=== 阅读材料 ===
【题目分析】
定义两个字符之间的距离为
(ai-bi)^2*ai*bi
如果能够匹配,从i到i+m的位置的和一定为0
但这和暴力没有什么区别。
发现把b字符串反过来就可以卷积用FFT了。
听说KMP+暴力可以卡到100ms以内(雾)
【代码】
#include <cmath>
#include <cstdio>
#include <cstring>
#include <iostream>
#include <algorithm>
using namespace std;
#define maxn 400005
#define F(i,j,k) for (int i=j;i<=k;++i)
#define D(i,j,k) for (int i=j;i>=k;--i)
const double pi=acos(-1.0);
const double eps=1e-6;
struct Complex{
double x,y;
Complex operator + (Complex a) const{Complex b; return b.x=x+a.x,b.y=y+a.y,b;}
Complex operator - (Complex a) const{Complex b; return b.x=x-a.x,b.y=y-a.y,b;}
Complex operator * (Complex a) const{Complex b; return b.x=x*a.x-y*a.y,b.y=x*a.y+y*a.x,b;}
}a[maxn],b[maxn],c[maxn];
char s[maxn],t[maxn];
int A[maxn],B[maxn];
int ls,lt,rev[maxn],n,m=1,len,ans[maxn];
void FFT(Complex * x, int n, int f)
{
F(i,0,n-1) if (rev[i]>i) swap(x[rev[i]],x[i]);
for (int m=2;m<=n;m<<=1)
{
int mid=m>>1;Complex wn; wn.x=cos(2.0*pi/m*f); wn.y=sin(2.0*pi/m*f);
for (int i=0;i<n;i+=m)
{
Complex w; w.x=1.0; w.y=0;
F(j,0,mid-1)

=== 数据摘录 ===
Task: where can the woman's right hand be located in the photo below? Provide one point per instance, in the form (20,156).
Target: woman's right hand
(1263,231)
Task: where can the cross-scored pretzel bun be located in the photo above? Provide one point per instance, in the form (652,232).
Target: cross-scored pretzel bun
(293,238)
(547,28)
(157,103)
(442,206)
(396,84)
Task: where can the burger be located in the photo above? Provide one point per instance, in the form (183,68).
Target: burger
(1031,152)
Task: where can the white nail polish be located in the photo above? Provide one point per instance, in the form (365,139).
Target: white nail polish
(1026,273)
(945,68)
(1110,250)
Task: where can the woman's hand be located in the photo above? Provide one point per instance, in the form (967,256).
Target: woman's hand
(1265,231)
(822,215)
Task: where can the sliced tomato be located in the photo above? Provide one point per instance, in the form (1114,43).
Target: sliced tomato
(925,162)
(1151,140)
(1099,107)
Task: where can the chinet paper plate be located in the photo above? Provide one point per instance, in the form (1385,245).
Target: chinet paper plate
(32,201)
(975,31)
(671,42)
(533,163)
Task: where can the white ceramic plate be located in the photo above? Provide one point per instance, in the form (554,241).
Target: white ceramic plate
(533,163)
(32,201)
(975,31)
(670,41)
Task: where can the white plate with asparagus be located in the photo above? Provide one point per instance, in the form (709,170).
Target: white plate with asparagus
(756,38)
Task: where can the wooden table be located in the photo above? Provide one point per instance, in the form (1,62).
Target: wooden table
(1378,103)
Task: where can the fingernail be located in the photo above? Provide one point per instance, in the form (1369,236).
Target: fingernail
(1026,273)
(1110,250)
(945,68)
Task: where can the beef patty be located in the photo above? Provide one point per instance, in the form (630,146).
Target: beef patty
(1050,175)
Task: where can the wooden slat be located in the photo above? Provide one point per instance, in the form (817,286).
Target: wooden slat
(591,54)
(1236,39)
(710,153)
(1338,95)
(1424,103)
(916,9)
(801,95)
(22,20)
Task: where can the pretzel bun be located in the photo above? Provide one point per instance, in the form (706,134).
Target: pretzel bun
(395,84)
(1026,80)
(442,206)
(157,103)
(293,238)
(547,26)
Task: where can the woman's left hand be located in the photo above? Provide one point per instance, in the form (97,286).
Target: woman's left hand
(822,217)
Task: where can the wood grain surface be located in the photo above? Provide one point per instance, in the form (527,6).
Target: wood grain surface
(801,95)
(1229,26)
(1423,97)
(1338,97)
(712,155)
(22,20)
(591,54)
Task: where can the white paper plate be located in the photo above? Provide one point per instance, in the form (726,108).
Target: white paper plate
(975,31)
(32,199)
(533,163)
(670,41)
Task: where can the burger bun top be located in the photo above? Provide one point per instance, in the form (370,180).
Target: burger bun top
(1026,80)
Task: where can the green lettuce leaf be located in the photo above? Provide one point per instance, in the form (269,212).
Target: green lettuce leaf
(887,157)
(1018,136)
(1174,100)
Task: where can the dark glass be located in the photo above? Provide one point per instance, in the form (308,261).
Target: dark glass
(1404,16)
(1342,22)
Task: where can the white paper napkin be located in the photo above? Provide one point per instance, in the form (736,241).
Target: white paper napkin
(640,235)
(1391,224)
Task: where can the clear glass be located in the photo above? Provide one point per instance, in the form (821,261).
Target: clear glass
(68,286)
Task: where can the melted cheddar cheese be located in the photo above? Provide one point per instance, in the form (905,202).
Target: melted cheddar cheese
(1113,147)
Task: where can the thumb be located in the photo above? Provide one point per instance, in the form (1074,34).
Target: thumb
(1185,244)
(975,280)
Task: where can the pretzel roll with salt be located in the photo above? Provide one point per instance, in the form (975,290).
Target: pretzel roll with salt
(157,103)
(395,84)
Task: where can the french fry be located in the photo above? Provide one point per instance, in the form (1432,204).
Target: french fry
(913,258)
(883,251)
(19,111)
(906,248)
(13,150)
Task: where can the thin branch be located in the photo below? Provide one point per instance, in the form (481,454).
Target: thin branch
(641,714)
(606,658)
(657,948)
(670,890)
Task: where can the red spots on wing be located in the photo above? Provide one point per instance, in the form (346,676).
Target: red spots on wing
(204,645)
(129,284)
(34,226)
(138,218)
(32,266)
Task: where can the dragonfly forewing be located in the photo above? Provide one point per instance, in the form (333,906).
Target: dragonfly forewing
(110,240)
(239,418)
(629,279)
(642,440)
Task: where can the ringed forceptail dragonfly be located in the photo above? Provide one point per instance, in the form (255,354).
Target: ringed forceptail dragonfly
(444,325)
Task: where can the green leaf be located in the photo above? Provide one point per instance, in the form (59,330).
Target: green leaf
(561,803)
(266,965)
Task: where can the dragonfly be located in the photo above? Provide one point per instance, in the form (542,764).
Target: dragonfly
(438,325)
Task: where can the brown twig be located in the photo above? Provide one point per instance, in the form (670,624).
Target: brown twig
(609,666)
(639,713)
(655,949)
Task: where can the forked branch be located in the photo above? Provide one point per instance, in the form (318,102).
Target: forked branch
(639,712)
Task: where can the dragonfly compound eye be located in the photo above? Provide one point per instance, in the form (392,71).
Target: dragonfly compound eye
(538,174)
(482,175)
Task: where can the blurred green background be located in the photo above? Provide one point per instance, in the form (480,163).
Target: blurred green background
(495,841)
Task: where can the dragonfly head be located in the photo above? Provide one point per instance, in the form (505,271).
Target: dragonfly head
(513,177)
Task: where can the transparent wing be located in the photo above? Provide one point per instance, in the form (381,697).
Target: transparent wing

=== 目标 ===
把阅读材料里的这句话译成英文:"发现把b字符串反过来就可以卷积用FFT了。"

=== 参考答案 ===
It turns out that once string b is reversed, the convolution can be computed with FFT.